▶ _Work required_:
A precise reproduction of every record below is needed, minus the pictures.

▶ _Source records_:
[Start of section]

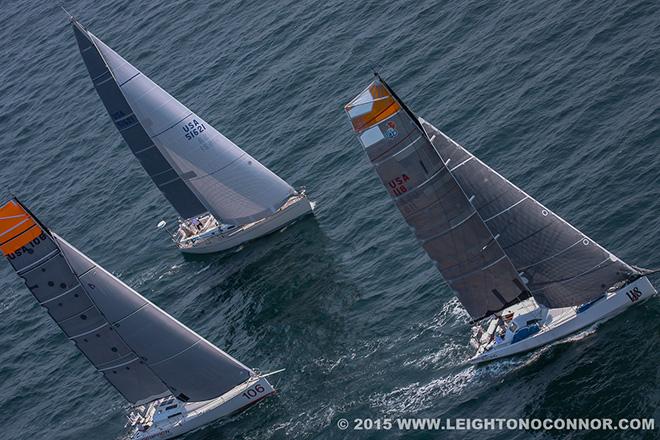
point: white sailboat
(176, 380)
(525, 275)
(223, 195)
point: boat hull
(602, 310)
(245, 233)
(232, 402)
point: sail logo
(634, 294)
(398, 184)
(25, 250)
(193, 129)
(391, 130)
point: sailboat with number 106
(524, 274)
(176, 380)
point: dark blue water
(561, 97)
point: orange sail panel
(17, 228)
(372, 106)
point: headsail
(140, 349)
(177, 146)
(478, 228)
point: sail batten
(141, 350)
(492, 242)
(198, 166)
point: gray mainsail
(141, 350)
(228, 182)
(562, 266)
(492, 243)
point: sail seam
(130, 126)
(552, 256)
(131, 314)
(110, 78)
(176, 354)
(60, 295)
(220, 169)
(378, 159)
(107, 71)
(115, 362)
(18, 235)
(398, 152)
(433, 237)
(481, 269)
(462, 163)
(572, 278)
(148, 148)
(412, 190)
(37, 263)
(42, 261)
(523, 192)
(119, 365)
(89, 331)
(128, 79)
(505, 210)
(174, 125)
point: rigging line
(645, 271)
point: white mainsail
(141, 350)
(228, 182)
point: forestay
(231, 184)
(492, 242)
(140, 349)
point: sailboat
(176, 380)
(224, 197)
(524, 274)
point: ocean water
(561, 97)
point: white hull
(559, 323)
(197, 414)
(291, 211)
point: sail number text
(193, 128)
(251, 393)
(28, 247)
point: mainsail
(140, 349)
(493, 243)
(194, 165)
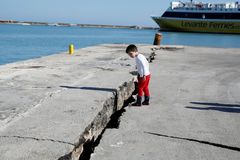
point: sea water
(18, 42)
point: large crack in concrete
(108, 117)
(38, 139)
(96, 128)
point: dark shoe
(146, 101)
(138, 102)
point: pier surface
(51, 106)
(194, 110)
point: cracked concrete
(195, 98)
(50, 103)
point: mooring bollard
(71, 49)
(157, 40)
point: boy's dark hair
(131, 48)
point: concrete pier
(194, 111)
(51, 106)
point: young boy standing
(143, 75)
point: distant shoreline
(73, 25)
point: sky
(112, 12)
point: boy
(143, 75)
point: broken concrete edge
(110, 106)
(113, 104)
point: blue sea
(18, 42)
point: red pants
(143, 86)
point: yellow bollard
(71, 49)
(158, 38)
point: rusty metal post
(158, 38)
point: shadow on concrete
(197, 141)
(92, 88)
(230, 108)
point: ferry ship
(201, 17)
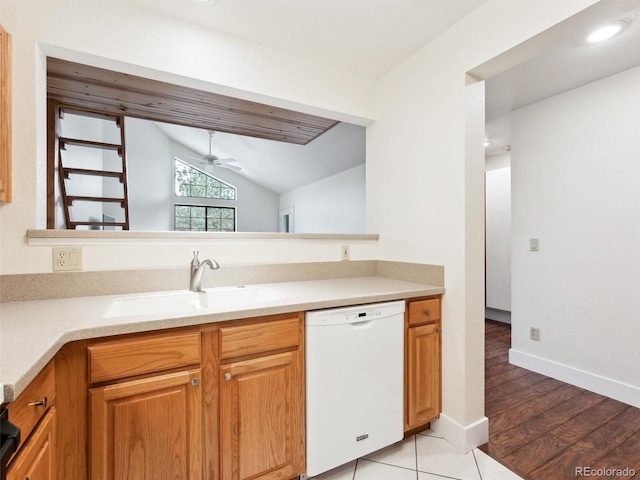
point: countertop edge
(13, 387)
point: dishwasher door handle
(362, 324)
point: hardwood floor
(544, 429)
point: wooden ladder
(68, 173)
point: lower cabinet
(262, 401)
(422, 363)
(147, 428)
(37, 458)
(222, 401)
(260, 427)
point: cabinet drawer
(236, 341)
(424, 311)
(37, 458)
(137, 356)
(30, 406)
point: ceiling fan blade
(235, 168)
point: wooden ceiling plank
(130, 104)
(123, 82)
(185, 121)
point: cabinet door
(36, 460)
(423, 374)
(262, 418)
(147, 429)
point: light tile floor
(422, 457)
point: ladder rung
(71, 199)
(89, 113)
(97, 224)
(89, 143)
(97, 173)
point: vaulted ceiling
(106, 91)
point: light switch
(534, 244)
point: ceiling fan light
(606, 32)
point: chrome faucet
(197, 269)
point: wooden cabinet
(262, 400)
(5, 116)
(422, 362)
(37, 458)
(149, 426)
(35, 414)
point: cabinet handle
(42, 403)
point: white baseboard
(497, 315)
(464, 438)
(580, 378)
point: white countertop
(32, 332)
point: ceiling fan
(211, 160)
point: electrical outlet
(534, 334)
(534, 245)
(67, 258)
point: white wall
(427, 204)
(576, 177)
(134, 40)
(498, 232)
(334, 204)
(150, 176)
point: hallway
(544, 429)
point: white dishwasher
(354, 382)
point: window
(205, 219)
(191, 182)
(202, 187)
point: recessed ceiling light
(606, 32)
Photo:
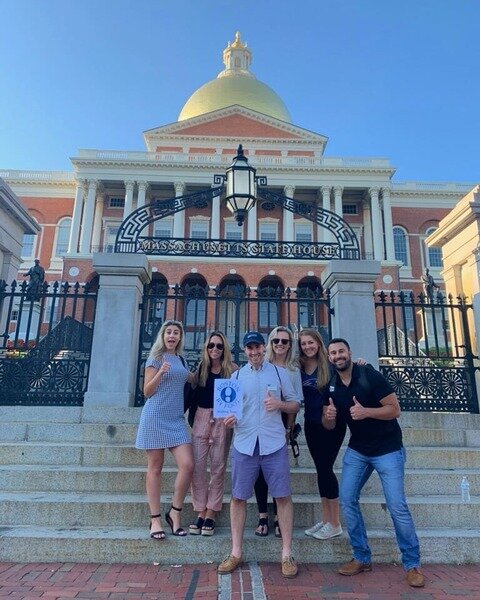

[End of section]

▶ _Task output_:
point: white sailboat
(176, 380)
(525, 275)
(223, 195)
point: boat hull
(602, 310)
(245, 233)
(232, 402)
point: sail logo
(634, 294)
(398, 184)
(25, 250)
(193, 129)
(391, 130)
point: sailboat with number 106
(524, 274)
(176, 380)
point: dark blue water
(561, 97)
point: orange sail panel
(17, 228)
(372, 106)
point: headsail
(140, 349)
(177, 146)
(478, 228)
point: sail batten
(141, 350)
(492, 242)
(198, 166)
point: gray mainsail
(141, 350)
(228, 182)
(562, 266)
(492, 243)
point: sail seam
(130, 126)
(552, 256)
(131, 314)
(110, 78)
(176, 354)
(60, 295)
(220, 169)
(378, 159)
(107, 71)
(115, 362)
(18, 235)
(398, 152)
(433, 237)
(481, 269)
(462, 163)
(572, 278)
(148, 148)
(412, 190)
(37, 263)
(42, 261)
(523, 192)
(119, 365)
(89, 331)
(128, 79)
(505, 210)
(174, 125)
point: rigging line
(645, 271)
point: white mainsail
(141, 350)
(228, 182)
point: forestay
(231, 184)
(492, 242)
(140, 349)
point: sailboat
(176, 380)
(224, 197)
(524, 274)
point: ocean water
(561, 97)
point: white hull
(559, 323)
(197, 414)
(291, 211)
point: sail number text
(193, 128)
(251, 393)
(28, 247)
point: mainsail
(140, 349)
(493, 243)
(194, 165)
point: sea water
(18, 42)
point: large crack in concrete
(108, 117)
(38, 139)
(96, 128)
point: dark shoe
(146, 101)
(138, 102)
point: pier surface
(51, 106)
(194, 110)
point: cracked concrete
(195, 98)
(50, 103)
point: mooring bollard
(71, 49)
(157, 40)
point: boy's dark hair
(131, 48)
point: concrete pier
(194, 111)
(51, 106)
point: young boy standing
(143, 75)
point: distant shoreline
(73, 25)
point: sky
(112, 12)
point: boy
(143, 75)
point: broken concrete edge
(110, 106)
(113, 104)
point: blue sea
(18, 42)
point: red pants
(143, 86)
point: yellow bollard
(71, 49)
(158, 38)
point: rusty metal post
(158, 38)
point: shadow on concrete
(197, 141)
(92, 88)
(230, 108)
point: ferry ship
(201, 17)
point: countertop edge
(13, 387)
point: dishwasher door handle
(362, 324)
point: hardwood floor
(544, 429)
point: wooden ladder
(68, 173)
point: lower cabinet
(262, 401)
(422, 363)
(147, 428)
(37, 458)
(222, 401)
(260, 427)
point: cabinet drawer
(236, 341)
(424, 311)
(37, 458)
(137, 356)
(30, 406)
point: ceiling fan blade
(235, 168)
point: wooden ceiling plank
(130, 104)
(123, 82)
(185, 121)
point: cabinet door
(36, 460)
(423, 374)
(262, 418)
(147, 429)
point: light tile floor
(422, 457)
point: ladder rung
(71, 199)
(89, 113)
(97, 224)
(89, 143)
(97, 173)
point: vaulted ceiling
(106, 91)
point: light switch
(534, 244)
point: ceiling fan light
(606, 32)
point: chrome faucet
(197, 269)
point: wooden cabinet
(262, 400)
(5, 116)
(422, 362)
(37, 458)
(149, 426)
(35, 414)
point: cabinet handle
(42, 403)
point: white baseboard
(497, 315)
(464, 438)
(580, 378)
point: white countertop
(32, 332)
point: ceiling fan
(211, 160)
point: electrical outlet
(534, 334)
(534, 245)
(67, 258)
point: white wall
(427, 204)
(576, 177)
(134, 40)
(498, 232)
(334, 204)
(150, 176)
point: hallway
(544, 429)
point: white dishwasher
(354, 382)
point: window
(205, 219)
(191, 182)
(202, 187)
point: recessed ceiling light
(606, 32)
Photo:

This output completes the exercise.